__Excerpted data__.
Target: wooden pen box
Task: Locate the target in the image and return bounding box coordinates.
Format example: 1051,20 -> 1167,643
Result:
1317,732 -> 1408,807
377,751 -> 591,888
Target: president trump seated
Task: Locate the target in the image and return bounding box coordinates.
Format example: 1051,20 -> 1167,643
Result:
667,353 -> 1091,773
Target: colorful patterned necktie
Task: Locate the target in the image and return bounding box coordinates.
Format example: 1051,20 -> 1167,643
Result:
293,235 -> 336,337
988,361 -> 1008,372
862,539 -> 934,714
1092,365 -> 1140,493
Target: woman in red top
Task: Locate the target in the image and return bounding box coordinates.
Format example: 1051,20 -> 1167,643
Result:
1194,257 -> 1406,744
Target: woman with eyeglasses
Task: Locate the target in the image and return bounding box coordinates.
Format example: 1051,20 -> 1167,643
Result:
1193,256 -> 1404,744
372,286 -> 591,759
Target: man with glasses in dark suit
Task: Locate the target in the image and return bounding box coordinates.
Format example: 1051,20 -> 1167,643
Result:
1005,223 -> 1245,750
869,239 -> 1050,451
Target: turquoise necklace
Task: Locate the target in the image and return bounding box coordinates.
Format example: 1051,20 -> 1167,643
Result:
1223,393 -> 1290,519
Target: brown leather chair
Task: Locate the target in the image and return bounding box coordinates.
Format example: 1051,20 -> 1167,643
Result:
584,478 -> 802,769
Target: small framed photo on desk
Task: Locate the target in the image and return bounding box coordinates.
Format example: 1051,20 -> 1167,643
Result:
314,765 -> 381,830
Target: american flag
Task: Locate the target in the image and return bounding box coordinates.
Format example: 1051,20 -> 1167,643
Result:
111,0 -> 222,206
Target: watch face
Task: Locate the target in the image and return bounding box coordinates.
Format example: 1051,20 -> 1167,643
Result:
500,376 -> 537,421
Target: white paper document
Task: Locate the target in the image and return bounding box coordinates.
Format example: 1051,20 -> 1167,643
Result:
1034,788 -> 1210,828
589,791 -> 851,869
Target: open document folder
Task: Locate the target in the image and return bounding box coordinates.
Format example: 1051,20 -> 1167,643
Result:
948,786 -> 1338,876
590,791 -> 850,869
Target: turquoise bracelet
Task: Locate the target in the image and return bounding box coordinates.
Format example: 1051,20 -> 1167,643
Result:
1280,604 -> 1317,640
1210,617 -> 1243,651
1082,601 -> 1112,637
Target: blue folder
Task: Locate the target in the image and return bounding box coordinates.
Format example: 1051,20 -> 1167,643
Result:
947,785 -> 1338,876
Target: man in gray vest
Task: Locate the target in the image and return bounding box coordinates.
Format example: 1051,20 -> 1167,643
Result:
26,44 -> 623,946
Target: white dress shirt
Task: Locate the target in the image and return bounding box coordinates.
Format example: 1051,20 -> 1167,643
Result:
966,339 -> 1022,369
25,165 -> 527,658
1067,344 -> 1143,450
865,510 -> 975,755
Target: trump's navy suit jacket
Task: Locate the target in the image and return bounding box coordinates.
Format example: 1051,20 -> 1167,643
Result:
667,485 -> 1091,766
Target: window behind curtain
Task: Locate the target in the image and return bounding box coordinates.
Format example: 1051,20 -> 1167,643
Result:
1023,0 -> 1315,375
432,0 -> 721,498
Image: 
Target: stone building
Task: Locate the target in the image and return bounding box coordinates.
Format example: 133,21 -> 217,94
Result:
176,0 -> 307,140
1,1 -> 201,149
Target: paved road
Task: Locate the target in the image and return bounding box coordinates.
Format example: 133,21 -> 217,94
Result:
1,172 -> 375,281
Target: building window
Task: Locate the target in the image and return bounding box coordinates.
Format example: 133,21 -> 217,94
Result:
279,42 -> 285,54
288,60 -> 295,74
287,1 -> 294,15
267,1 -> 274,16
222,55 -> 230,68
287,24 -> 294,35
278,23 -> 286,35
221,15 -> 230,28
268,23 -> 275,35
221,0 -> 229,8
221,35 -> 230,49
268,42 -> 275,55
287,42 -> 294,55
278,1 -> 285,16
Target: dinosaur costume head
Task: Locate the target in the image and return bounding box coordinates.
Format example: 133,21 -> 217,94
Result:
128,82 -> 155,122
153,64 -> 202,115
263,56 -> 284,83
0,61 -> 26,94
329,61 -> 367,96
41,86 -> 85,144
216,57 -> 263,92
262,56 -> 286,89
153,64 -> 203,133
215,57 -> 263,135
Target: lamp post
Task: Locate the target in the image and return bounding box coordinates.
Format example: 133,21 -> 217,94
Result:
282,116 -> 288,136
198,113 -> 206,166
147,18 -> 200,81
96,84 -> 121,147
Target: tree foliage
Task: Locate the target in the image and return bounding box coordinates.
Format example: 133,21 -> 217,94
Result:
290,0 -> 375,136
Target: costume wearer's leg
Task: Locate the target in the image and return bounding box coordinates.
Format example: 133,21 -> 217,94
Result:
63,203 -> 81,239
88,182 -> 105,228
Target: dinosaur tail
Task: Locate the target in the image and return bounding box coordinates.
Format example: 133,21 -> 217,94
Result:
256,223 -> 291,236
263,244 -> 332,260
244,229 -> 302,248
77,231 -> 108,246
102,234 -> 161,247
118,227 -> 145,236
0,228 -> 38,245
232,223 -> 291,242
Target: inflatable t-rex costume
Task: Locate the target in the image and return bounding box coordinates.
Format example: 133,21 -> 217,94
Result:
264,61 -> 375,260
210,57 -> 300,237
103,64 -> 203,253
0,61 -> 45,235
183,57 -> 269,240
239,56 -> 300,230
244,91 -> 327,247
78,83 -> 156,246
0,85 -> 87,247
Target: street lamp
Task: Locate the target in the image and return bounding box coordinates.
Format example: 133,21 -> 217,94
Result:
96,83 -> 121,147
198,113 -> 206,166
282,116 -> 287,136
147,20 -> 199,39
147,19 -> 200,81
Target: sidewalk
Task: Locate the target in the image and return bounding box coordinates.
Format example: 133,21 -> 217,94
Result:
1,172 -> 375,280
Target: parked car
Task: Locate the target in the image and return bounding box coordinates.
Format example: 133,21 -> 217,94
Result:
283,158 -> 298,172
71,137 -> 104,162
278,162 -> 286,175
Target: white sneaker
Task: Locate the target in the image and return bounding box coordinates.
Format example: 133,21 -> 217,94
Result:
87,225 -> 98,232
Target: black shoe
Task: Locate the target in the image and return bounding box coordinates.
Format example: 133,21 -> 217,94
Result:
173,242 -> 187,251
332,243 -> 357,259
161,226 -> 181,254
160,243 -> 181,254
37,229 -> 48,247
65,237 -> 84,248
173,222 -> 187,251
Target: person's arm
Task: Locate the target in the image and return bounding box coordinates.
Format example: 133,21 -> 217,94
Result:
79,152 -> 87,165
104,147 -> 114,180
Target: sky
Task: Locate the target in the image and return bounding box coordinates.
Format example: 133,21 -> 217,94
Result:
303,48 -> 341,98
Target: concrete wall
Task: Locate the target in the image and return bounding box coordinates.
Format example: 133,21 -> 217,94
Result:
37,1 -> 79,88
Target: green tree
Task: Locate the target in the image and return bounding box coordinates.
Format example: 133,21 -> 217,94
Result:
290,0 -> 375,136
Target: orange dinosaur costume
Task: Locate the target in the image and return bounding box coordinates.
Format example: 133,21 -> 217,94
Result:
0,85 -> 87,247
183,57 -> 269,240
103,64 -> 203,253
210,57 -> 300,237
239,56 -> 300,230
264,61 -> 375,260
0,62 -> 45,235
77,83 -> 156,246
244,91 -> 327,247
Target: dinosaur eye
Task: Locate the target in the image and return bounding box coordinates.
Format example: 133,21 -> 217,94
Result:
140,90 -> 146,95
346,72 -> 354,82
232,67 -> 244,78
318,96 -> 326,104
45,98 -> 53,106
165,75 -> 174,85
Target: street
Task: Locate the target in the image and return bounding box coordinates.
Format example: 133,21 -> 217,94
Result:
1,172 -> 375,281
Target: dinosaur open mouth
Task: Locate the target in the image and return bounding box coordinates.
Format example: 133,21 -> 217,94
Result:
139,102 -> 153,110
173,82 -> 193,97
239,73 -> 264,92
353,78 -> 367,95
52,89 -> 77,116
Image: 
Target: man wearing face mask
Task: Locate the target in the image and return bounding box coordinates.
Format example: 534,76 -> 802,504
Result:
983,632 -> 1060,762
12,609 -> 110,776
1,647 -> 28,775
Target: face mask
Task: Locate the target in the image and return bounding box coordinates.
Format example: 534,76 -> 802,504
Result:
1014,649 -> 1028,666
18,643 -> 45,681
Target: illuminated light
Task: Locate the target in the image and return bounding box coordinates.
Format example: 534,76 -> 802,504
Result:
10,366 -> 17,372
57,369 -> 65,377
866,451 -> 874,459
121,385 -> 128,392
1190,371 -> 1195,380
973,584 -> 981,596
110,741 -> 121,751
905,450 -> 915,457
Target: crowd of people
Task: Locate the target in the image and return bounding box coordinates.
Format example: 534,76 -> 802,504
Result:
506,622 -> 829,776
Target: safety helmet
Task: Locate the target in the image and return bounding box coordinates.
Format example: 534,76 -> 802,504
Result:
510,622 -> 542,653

__Problem details__.
Wherever the string "open" appears in the entries above, return the line it appears on.

__Exercise result__.
Target: open document folder
Target: dinosaur open mouth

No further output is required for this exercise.